↓

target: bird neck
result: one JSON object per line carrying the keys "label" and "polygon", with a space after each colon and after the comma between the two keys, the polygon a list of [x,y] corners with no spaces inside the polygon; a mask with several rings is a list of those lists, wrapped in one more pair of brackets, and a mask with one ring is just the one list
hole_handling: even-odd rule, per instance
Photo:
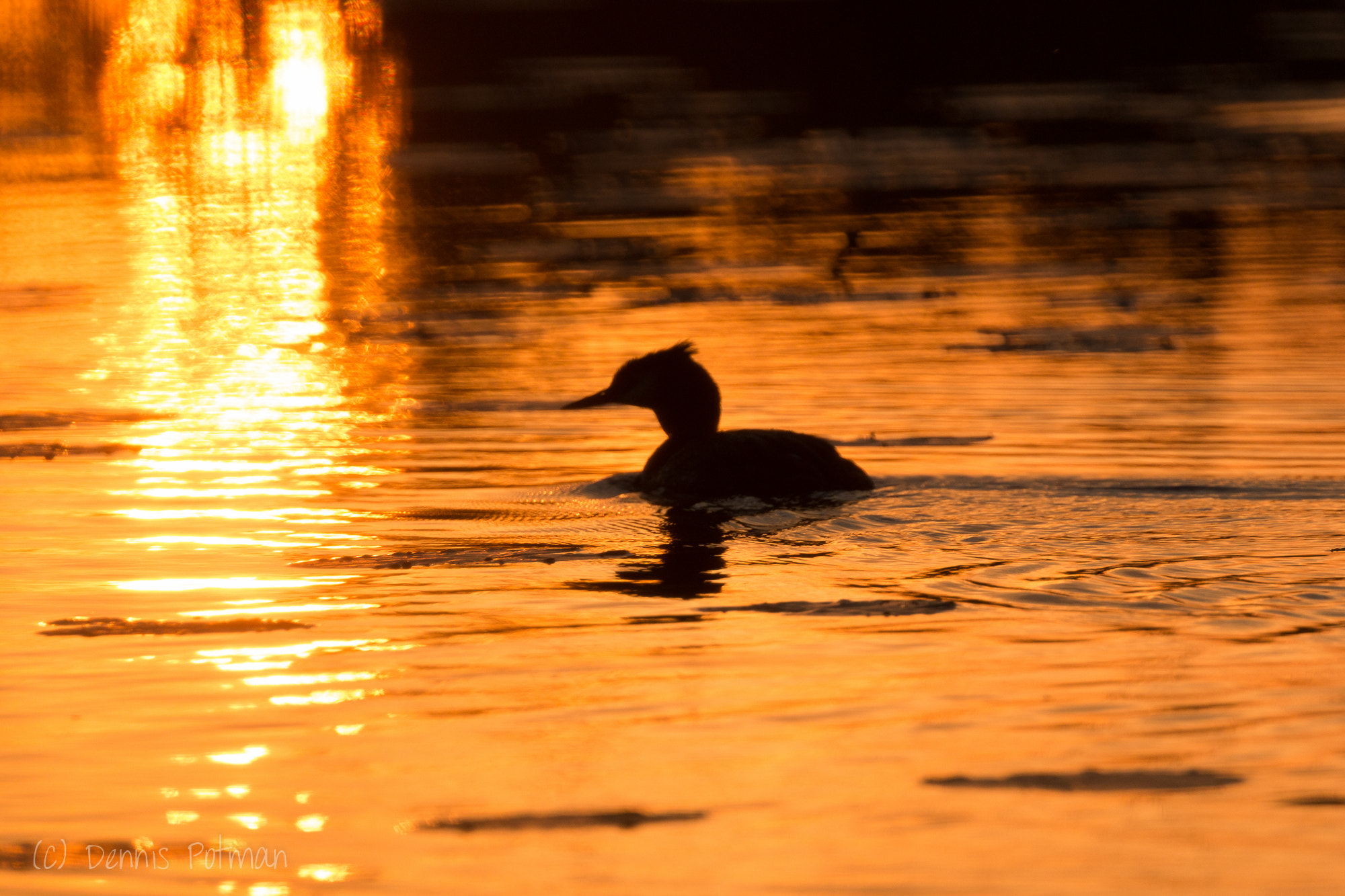
{"label": "bird neck", "polygon": [[654,409],[654,416],[670,441],[713,436],[720,429],[718,390],[697,401],[660,405]]}

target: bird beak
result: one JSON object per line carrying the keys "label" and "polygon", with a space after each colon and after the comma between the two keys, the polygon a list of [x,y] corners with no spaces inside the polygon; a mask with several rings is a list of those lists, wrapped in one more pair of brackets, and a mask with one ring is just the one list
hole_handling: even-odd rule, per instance
{"label": "bird beak", "polygon": [[572,401],[570,404],[561,408],[561,410],[578,410],[580,408],[597,408],[599,405],[612,405],[617,404],[608,394],[607,389],[603,391],[594,391],[588,398],[580,398],[578,401]]}

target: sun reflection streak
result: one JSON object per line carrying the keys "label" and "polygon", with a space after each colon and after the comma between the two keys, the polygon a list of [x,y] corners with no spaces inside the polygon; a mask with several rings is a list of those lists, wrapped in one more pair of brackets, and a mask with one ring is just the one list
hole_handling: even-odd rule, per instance
{"label": "sun reflection streak", "polygon": [[390,472],[340,457],[404,404],[404,352],[334,324],[375,318],[383,295],[397,104],[379,36],[366,3],[128,0],[104,117],[140,289],[104,366],[160,420],[139,424],[145,448],[125,461],[137,487],[113,494],[312,499]]}

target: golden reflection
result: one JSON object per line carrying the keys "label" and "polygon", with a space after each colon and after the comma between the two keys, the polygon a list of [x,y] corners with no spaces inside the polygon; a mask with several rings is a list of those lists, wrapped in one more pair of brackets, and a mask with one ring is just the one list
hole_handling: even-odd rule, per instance
{"label": "golden reflection", "polygon": [[304,815],[295,822],[295,827],[304,831],[305,834],[312,834],[323,829],[327,823],[327,815]]}
{"label": "golden reflection", "polygon": [[323,685],[330,681],[369,681],[378,678],[375,673],[327,673],[317,675],[266,675],[264,678],[245,678],[245,685],[266,687],[270,685]]}
{"label": "golden reflection", "polygon": [[266,749],[265,747],[252,745],[252,747],[243,747],[237,753],[211,753],[210,761],[223,763],[225,766],[247,766],[250,763],[257,761],[269,752],[270,751]]}
{"label": "golden reflection", "polygon": [[239,576],[235,578],[140,578],[136,581],[114,581],[112,584],[121,591],[200,591],[202,588],[308,588],[320,583],[303,578],[268,580]]}
{"label": "golden reflection", "polygon": [[331,609],[374,609],[378,604],[268,604],[249,609],[186,609],[179,616],[264,616],[266,613],[320,613]]}
{"label": "golden reflection", "polygon": [[[121,400],[152,409],[125,461],[139,519],[274,519],[256,507],[369,488],[389,470],[344,460],[401,406],[404,352],[363,335],[387,270],[385,159],[398,126],[374,3],[128,0],[104,78],[139,291],[105,336]],[[362,334],[362,335],[355,335]],[[280,533],[277,533],[280,534]],[[284,533],[291,534],[291,533]],[[163,533],[198,549],[315,544]],[[120,588],[313,583],[164,580]]]}
{"label": "golden reflection", "polygon": [[382,690],[364,692],[355,690],[315,690],[311,694],[280,694],[272,697],[270,702],[277,706],[309,706],[313,704],[344,704],[351,700],[364,700],[364,697],[382,697]]}

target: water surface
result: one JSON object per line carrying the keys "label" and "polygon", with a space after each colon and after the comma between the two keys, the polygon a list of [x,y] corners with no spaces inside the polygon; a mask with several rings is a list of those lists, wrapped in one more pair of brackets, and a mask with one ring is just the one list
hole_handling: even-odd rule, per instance
{"label": "water surface", "polygon": [[[1338,211],[461,199],[284,9],[0,186],[7,891],[1338,892]],[[624,491],[652,414],[558,408],[686,338],[877,488]]]}

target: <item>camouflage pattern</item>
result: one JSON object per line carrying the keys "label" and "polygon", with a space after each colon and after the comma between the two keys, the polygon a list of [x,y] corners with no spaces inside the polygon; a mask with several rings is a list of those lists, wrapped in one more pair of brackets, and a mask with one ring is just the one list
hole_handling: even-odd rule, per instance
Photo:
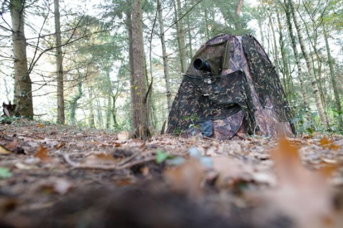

↑

• _Aufgabe_:
Zeige jede Zeile der Datensätze, in der die Zeichenfolge „target“ vorkommt.

• _Richtige Antwort_:
target: bird neck
target: bird beak
target: sun reflection streak
target: golden reflection
target: water surface
target: <item>camouflage pattern</item>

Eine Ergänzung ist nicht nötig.